ASSIGNMENT
Give the count of lines that hold the word "brown" in this listing, with nothing added.
#### SUPPLIED RECORDS
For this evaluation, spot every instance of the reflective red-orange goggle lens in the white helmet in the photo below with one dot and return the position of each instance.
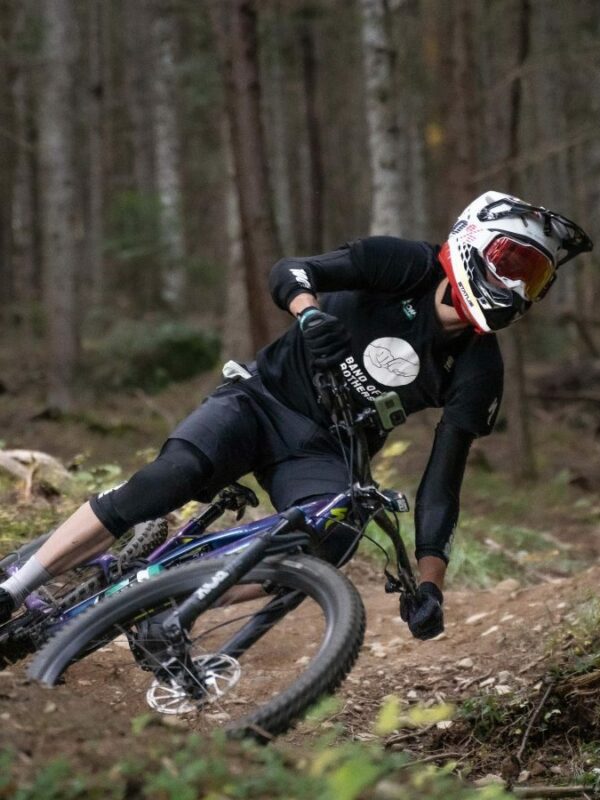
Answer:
(518, 261)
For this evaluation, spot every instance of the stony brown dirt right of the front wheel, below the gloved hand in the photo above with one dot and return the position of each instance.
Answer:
(495, 640)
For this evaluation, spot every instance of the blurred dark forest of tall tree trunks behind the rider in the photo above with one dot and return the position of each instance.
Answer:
(160, 155)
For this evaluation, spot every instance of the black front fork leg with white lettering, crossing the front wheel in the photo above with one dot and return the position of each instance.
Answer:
(183, 617)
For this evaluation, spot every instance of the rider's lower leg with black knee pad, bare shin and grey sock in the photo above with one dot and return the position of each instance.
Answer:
(170, 481)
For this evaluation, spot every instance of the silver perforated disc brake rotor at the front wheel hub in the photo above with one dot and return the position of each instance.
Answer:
(219, 673)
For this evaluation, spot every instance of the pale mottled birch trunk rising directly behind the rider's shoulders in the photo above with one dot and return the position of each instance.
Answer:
(385, 137)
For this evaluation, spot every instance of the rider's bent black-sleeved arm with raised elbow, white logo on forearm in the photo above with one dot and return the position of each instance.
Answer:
(377, 263)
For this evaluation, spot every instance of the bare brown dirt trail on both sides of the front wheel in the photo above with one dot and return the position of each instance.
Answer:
(494, 640)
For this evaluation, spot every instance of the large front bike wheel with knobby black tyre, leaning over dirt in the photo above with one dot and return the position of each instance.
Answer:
(242, 671)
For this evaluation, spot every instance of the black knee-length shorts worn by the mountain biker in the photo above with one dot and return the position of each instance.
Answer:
(242, 428)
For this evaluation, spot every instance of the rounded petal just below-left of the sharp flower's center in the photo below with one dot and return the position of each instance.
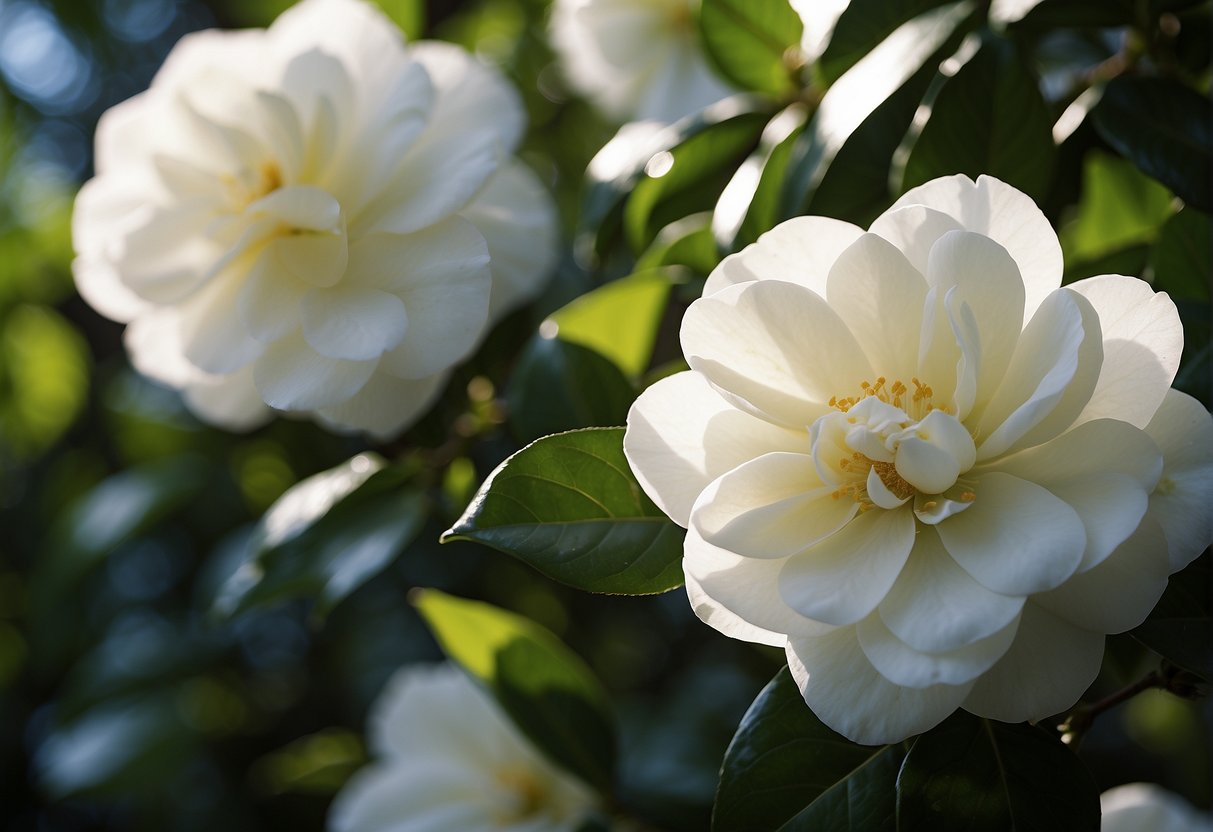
########
OUTPUT OF THE EXERCISE
2